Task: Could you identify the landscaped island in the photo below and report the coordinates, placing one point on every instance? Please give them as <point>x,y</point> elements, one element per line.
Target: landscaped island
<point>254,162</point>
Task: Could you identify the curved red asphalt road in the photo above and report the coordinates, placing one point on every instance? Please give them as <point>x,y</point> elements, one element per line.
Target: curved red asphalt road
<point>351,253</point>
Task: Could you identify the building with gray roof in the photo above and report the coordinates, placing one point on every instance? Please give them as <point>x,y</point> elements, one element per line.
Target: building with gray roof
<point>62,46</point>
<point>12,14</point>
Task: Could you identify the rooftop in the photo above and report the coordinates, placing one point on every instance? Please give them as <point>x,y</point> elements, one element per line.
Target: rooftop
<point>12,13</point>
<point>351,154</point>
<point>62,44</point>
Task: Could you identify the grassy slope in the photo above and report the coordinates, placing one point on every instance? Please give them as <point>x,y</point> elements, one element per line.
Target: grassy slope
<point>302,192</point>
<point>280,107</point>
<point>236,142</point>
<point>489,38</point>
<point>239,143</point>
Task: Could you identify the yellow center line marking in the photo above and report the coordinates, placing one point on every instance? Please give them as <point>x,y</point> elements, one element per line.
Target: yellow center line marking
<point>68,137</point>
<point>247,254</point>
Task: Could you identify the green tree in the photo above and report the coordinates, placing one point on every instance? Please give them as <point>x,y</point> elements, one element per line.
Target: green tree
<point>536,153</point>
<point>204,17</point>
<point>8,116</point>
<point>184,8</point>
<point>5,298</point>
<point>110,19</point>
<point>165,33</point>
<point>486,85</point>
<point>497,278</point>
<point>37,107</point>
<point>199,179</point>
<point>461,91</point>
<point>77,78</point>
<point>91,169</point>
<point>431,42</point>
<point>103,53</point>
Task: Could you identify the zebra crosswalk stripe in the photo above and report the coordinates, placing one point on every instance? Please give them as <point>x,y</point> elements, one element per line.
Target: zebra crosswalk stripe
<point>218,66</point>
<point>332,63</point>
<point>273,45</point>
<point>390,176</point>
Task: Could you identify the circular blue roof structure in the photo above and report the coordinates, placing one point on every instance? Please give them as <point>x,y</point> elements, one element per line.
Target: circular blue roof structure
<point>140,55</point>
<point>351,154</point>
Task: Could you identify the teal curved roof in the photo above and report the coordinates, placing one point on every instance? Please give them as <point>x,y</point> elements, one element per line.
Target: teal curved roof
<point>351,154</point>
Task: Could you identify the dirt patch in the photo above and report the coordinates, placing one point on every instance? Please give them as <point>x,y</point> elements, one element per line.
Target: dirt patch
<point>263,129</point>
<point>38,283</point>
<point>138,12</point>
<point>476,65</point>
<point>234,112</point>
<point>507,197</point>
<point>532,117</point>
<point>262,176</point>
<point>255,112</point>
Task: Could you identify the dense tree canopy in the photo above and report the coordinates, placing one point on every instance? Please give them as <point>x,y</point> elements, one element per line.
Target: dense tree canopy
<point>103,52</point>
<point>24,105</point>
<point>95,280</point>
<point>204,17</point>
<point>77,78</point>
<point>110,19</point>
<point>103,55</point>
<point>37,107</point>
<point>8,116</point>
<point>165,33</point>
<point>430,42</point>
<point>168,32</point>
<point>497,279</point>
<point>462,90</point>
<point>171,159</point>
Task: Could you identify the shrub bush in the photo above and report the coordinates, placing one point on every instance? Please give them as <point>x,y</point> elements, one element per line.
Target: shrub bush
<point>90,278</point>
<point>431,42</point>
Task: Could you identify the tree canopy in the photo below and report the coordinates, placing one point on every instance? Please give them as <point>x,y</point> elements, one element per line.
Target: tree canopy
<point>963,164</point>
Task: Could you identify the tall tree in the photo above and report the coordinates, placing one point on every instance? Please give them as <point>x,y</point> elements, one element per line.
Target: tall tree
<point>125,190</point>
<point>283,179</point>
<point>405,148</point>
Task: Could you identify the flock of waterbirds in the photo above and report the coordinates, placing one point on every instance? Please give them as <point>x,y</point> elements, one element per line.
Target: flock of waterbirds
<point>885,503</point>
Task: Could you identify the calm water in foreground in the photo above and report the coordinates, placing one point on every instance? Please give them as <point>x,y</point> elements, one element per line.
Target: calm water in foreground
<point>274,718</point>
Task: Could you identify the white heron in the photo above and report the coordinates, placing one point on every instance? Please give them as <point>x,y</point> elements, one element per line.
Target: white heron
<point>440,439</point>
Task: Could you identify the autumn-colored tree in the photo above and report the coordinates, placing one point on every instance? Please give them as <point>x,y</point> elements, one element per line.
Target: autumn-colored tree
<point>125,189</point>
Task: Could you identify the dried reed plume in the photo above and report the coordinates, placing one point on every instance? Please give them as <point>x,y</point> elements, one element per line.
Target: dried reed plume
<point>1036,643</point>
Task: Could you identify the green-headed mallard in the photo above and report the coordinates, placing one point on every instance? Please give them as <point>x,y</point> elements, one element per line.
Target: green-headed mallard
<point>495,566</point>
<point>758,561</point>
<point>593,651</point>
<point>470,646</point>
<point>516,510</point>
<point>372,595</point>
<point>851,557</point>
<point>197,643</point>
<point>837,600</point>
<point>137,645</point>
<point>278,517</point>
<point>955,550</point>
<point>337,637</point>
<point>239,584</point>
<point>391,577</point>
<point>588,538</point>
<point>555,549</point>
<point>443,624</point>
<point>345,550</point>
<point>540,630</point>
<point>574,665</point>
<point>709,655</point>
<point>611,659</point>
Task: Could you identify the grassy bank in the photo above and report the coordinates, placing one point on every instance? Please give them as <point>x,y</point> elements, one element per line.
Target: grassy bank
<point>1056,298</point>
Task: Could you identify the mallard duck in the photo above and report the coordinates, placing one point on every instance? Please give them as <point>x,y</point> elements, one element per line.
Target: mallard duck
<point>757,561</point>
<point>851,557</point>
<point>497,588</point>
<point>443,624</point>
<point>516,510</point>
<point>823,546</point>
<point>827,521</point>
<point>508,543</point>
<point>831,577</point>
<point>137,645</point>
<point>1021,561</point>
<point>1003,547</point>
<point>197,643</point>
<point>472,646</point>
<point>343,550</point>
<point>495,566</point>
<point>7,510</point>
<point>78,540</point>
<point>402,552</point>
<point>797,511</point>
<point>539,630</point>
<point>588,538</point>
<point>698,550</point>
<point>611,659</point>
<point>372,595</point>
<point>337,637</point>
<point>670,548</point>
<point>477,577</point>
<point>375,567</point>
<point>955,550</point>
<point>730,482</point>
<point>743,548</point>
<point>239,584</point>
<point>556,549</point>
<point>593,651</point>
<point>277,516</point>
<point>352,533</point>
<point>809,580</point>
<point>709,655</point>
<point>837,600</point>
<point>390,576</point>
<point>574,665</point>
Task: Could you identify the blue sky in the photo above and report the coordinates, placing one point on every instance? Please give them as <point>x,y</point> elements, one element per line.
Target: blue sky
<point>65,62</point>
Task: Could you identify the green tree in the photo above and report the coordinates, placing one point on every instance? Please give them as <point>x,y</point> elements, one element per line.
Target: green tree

------------------------------

• _BRIEF_: Restate the records exactly. Leave nothing out.

• _EXPECTED ANSWER_:
Task: Could you identify the landscaped island in the photo below and report the coordinates, placing one point on every instance? Please give them as <point>x,y</point> elements, one element per line.
Target: landscaped island
<point>254,162</point>
Task: Could you identify the curved red asphalt road in the photo above and report the coordinates, placing one point on every instance? Please give them as <point>x,y</point> elements, one element per line.
Target: curved red asphalt road
<point>351,253</point>
Task: Could you identify the building with gray roof in the photo above and report the coordinates, placing one point on every instance? Please give them as <point>x,y</point> elements, one element per line.
Target: building with gray roof
<point>62,46</point>
<point>12,14</point>
Task: Could you identify the rooftop in the photo above and report the coordinates, placing one point on every instance? Please give them as <point>x,y</point> elements, one element per line.
Target: rooftop
<point>12,13</point>
<point>351,154</point>
<point>62,44</point>
Task: Could you identify the grassy slope in the photo above and report the coordinates, placing one point on every instance? Please give them as <point>x,y</point> elements, one element per line.
Target: grassy slope
<point>302,192</point>
<point>280,107</point>
<point>236,142</point>
<point>489,38</point>
<point>239,143</point>
Task: Could you identify the yellow center line marking in the photo above and report the coordinates, placing one point on every instance? Please give them as <point>x,y</point> elements, one element per line.
Target: yellow center line marking
<point>68,137</point>
<point>247,254</point>
Task: Could you identify the green tree in the photo above and report the coordinates, placing one point on every instance? Please give them as <point>x,y</point> elements, one element per line.
Target: green tree
<point>536,153</point>
<point>204,17</point>
<point>8,116</point>
<point>184,8</point>
<point>5,298</point>
<point>110,19</point>
<point>165,33</point>
<point>486,85</point>
<point>497,278</point>
<point>37,107</point>
<point>199,179</point>
<point>461,91</point>
<point>77,78</point>
<point>91,169</point>
<point>431,42</point>
<point>103,53</point>
Task: Could you identify the zebra crosswalk stripe in the photo above and report the coordinates, placing one point on every instance? Please give them as <point>x,y</point> elements, one element per line.
Target: zebra crosswalk stripe
<point>218,66</point>
<point>332,63</point>
<point>273,45</point>
<point>390,176</point>
Task: Could you identify the circular blue roof structure in the photo above and report the coordinates, placing one point on every instance? Please give them as <point>x,y</point> elements, one element per line.
Target: circular blue roof structure
<point>140,55</point>
<point>351,154</point>
Task: Could you identify the teal curved roof in the photo above and report the coordinates, placing one point on every instance? Please give them as <point>x,y</point> elements, one element per line.
Target: teal curved roof
<point>351,154</point>
Task: Could you identify the dirt patch in the photo above and report the coordinates, placing one point on every instance? Please give them as <point>x,y</point> elements, one element per line.
Target: dirt patch
<point>263,129</point>
<point>38,283</point>
<point>138,12</point>
<point>476,65</point>
<point>234,112</point>
<point>507,197</point>
<point>532,117</point>
<point>262,176</point>
<point>255,112</point>
Task: Could you identify the dense tree canopy in the photo above and report the coordinates, placing one point on every instance? Please give them as <point>x,y</point> elements, one element per line.
Target: dense tree canopy
<point>103,52</point>
<point>24,105</point>
<point>95,280</point>
<point>204,17</point>
<point>77,78</point>
<point>110,19</point>
<point>103,55</point>
<point>37,107</point>
<point>8,116</point>
<point>165,33</point>
<point>430,42</point>
<point>168,32</point>
<point>497,279</point>
<point>462,90</point>
<point>171,159</point>
Task: Could you identify the shrub bush in the photo above and report the coordinates, placing one point on every instance? Please give them as <point>x,y</point> elements, one element per line.
Target: shrub bush
<point>90,278</point>
<point>431,42</point>
Task: Could you identify the tree canopy in the photo below and report the coordinates, placing one point on every instance? Please give them as <point>x,y</point> elements, one element per line.
Target: tree canopy
<point>963,164</point>
Task: Could you identify the tall tree in the photo above and report the coordinates, placing one point on every instance? Please give them as <point>x,y</point> elements, one element per line.
Target: tall tree
<point>125,190</point>
<point>283,179</point>
<point>405,148</point>
Task: Could you identify the flock of waterbirds in the photo above and report the coordinates, placing one point on every instance? Please give them as <point>x,y</point> elements, one element per line.
Target: flock of waterbirds
<point>885,503</point>
Task: Could you identify the calm water in foreground in the photo above and report the coordinates, placing one point on every instance? Please give them as <point>x,y</point> elements, one element per line.
Target: calm water in foreground
<point>274,718</point>
Task: Could you identify the white heron in the photo above and report the coordinates, placing one point on every instance? Please give them as <point>x,y</point> elements, one element per line.
Target: white heron
<point>440,439</point>
Task: Could you identify the autumn-colored tree in the photo above and report the coordinates, placing one point on every instance? Please give them as <point>x,y</point> elements, one element per line.
Target: autumn-colored tree
<point>125,189</point>
Task: Could you identify the dried reed plume in the photo above and report the coordinates, placing one point on every instance? Please give them as <point>x,y</point> elements, one element per line.
Target: dried reed plume
<point>1036,643</point>
Task: Could you identify the green-headed mallard in the photo above and report the coordinates, placing one point on every instance? Please give them as <point>x,y</point> elements, one element per line.
Target: green-headed mallard
<point>495,566</point>
<point>758,561</point>
<point>593,651</point>
<point>470,646</point>
<point>516,510</point>
<point>372,595</point>
<point>851,557</point>
<point>197,643</point>
<point>837,600</point>
<point>137,645</point>
<point>278,517</point>
<point>955,550</point>
<point>337,637</point>
<point>239,584</point>
<point>391,577</point>
<point>588,538</point>
<point>555,549</point>
<point>443,624</point>
<point>345,550</point>
<point>540,630</point>
<point>574,665</point>
<point>709,655</point>
<point>611,659</point>
Task: Could you identify the grassy bank in the photo above and report the coordinates, placing one point on every instance? Please give them as <point>x,y</point> elements, one element per line.
Target: grassy bank
<point>1056,298</point>
Task: Could you identify the mallard duck in the photo above and report the coordinates, placing one point on every instance? Please give them as <point>x,y</point> elements, one element per line.
Target: mallard duck
<point>757,561</point>
<point>851,557</point>
<point>497,588</point>
<point>443,624</point>
<point>516,510</point>
<point>823,546</point>
<point>827,521</point>
<point>508,543</point>
<point>831,577</point>
<point>137,645</point>
<point>1021,561</point>
<point>1003,547</point>
<point>197,643</point>
<point>472,646</point>
<point>343,550</point>
<point>495,566</point>
<point>7,510</point>
<point>78,540</point>
<point>402,552</point>
<point>797,511</point>
<point>539,630</point>
<point>588,538</point>
<point>698,550</point>
<point>611,659</point>
<point>372,595</point>
<point>337,637</point>
<point>670,548</point>
<point>477,577</point>
<point>375,567</point>
<point>955,550</point>
<point>730,482</point>
<point>743,548</point>
<point>239,584</point>
<point>556,549</point>
<point>593,651</point>
<point>277,516</point>
<point>352,533</point>
<point>809,580</point>
<point>709,655</point>
<point>837,600</point>
<point>390,576</point>
<point>574,665</point>
Task: Could you identify the blue sky in the photo above and report the coordinates, placing one point on every instance? Please give them as <point>x,y</point> elements, one element per line.
Target: blue sky
<point>65,62</point>
Task: Could you identify the green tree in the photo above and report the coordinates, placing one point on every instance? Please give them as <point>x,y</point> elements, one element per line.
Target: green tree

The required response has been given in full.